In the records, swap "red wire" for "blue wire" and write out the lines again with nothing else changed.

> _ENTRIES PROVIDED_:
>>>
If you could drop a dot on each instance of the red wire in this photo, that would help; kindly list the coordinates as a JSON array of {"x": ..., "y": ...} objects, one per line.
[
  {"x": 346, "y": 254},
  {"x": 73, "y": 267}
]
<<<
> _TASK RESULT_:
If you could drop a dot on each instance of the blue wire in this photo, that would help; kindly list the coordinates as a JSON array of {"x": ..., "y": ...} objects, one per line.
[
  {"x": 346, "y": 254},
  {"x": 73, "y": 267}
]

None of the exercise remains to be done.